▸ **WORK TO COMPLETE**
From the line containing "Task brief —" through the end of the rows, change "photograph" to "image" and reproduce those lines with nothing else altered. Omit the pictures from your output.

[Excerpts of labeled region data]
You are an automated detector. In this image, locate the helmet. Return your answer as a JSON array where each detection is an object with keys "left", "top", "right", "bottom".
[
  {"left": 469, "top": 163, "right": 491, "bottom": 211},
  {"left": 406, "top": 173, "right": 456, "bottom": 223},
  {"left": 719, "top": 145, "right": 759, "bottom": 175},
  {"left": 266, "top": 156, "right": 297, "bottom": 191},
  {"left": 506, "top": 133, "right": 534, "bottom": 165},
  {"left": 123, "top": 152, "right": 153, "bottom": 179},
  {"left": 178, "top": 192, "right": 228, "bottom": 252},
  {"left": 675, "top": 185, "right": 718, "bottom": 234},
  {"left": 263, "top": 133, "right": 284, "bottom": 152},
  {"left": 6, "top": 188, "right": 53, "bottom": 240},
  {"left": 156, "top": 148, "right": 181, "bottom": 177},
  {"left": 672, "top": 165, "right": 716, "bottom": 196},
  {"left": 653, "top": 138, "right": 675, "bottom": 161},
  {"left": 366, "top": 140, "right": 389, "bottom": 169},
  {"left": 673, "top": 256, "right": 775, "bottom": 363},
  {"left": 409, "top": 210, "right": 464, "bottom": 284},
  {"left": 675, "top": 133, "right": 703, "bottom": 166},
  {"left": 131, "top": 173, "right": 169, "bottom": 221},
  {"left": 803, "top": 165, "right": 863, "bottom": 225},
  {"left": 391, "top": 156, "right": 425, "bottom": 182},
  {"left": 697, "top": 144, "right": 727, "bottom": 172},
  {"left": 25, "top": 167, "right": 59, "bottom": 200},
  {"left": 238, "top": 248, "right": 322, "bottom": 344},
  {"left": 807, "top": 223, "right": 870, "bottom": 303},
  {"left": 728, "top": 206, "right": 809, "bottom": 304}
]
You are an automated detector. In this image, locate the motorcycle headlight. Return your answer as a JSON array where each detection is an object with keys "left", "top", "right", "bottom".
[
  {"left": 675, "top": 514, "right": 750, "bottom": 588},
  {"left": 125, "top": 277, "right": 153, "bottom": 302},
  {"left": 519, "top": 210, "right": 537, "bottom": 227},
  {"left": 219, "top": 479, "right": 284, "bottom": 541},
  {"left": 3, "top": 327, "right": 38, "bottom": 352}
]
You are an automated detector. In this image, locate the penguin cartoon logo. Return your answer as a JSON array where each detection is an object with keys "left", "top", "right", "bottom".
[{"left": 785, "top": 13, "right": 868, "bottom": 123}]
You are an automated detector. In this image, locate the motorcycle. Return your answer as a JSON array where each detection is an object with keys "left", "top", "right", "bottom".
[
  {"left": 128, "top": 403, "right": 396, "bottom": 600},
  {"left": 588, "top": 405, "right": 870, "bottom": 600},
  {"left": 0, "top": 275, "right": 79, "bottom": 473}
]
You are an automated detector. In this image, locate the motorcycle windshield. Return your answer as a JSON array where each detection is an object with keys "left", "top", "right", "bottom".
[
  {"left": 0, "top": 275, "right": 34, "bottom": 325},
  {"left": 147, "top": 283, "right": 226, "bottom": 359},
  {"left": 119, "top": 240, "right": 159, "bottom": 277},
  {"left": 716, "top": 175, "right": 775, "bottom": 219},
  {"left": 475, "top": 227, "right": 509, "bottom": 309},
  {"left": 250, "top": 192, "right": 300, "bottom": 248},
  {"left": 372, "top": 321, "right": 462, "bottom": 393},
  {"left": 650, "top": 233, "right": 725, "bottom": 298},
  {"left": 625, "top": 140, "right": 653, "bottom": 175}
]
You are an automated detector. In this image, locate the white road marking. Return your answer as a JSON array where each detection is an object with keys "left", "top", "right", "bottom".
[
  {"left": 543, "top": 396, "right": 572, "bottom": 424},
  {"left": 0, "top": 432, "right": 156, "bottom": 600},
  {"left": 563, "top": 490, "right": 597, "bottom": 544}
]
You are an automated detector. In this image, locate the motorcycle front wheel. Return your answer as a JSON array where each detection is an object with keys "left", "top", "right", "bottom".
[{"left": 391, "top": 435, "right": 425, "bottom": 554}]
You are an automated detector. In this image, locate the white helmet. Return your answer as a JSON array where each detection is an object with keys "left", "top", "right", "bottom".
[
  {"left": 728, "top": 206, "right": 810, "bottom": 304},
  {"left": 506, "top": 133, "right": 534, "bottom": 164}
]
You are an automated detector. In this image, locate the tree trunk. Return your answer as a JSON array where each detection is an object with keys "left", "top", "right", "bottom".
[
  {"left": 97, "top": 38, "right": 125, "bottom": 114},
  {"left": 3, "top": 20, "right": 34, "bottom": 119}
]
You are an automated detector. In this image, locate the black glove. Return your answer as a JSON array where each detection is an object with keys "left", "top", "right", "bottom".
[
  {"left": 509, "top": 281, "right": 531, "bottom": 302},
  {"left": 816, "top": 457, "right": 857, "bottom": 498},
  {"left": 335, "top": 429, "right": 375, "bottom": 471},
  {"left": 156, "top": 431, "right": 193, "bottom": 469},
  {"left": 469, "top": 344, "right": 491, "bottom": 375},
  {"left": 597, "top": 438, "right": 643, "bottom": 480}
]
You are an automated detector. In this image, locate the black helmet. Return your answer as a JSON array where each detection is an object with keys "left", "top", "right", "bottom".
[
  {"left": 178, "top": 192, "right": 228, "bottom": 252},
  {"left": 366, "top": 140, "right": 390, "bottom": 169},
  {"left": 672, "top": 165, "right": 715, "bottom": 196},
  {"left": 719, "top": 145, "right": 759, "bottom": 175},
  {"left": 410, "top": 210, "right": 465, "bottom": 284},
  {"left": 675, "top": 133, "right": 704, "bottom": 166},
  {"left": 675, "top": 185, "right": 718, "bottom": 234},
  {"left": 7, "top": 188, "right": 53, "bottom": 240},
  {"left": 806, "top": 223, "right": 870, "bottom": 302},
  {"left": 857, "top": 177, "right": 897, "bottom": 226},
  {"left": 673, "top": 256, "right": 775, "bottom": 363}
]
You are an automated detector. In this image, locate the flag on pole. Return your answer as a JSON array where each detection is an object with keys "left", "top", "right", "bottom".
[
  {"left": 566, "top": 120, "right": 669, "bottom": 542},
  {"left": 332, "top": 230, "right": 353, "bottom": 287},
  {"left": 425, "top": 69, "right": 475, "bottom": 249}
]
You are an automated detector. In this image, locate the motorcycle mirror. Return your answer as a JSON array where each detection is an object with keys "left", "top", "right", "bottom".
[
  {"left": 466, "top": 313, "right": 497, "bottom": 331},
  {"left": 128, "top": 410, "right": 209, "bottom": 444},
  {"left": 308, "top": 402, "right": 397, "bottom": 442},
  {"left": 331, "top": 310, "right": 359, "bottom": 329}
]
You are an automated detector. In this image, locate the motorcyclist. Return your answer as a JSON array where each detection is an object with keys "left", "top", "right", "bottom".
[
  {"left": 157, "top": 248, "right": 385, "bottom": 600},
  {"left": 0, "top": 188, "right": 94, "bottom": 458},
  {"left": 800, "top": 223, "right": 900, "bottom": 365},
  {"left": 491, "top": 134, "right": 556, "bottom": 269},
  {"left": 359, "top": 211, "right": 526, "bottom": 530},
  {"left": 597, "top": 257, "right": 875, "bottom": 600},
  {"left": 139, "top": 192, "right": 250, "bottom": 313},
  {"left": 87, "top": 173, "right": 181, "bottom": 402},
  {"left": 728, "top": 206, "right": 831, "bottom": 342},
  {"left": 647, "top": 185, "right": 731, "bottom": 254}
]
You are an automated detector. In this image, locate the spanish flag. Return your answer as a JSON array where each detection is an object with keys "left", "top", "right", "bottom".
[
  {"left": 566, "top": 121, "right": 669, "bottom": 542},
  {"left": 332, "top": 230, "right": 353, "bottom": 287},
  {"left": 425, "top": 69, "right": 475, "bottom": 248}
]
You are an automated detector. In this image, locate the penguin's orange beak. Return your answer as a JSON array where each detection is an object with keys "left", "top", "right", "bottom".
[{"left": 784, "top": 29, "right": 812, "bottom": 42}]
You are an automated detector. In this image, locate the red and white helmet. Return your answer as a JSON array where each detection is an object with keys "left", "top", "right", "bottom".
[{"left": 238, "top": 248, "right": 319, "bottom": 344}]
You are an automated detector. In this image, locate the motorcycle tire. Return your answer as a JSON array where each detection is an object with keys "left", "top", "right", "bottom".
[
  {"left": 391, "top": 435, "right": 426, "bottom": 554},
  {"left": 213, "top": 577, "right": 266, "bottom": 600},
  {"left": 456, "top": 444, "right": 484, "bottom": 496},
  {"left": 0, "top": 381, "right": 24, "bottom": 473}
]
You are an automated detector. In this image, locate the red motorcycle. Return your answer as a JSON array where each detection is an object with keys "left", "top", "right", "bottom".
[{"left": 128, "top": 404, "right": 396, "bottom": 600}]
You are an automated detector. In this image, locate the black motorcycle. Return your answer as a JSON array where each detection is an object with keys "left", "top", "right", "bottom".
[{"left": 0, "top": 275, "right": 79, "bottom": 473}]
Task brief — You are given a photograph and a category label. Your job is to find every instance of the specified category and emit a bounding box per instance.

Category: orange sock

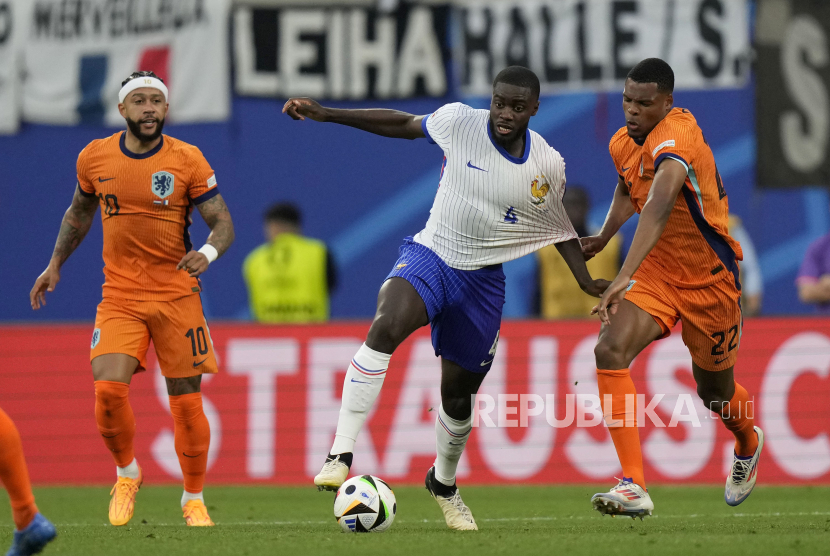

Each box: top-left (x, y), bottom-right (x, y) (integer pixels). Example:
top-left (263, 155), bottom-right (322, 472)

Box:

▸ **WRITTEN SOLUTION**
Task brief — You are given a image and a category label. Your job is to find every instance of the specified category and emit a bounding box per instance.

Category: orange sock


Each box: top-left (x, y), bottom-right (x, y) (integer pixels). Example:
top-left (263, 155), bottom-right (322, 472)

Box:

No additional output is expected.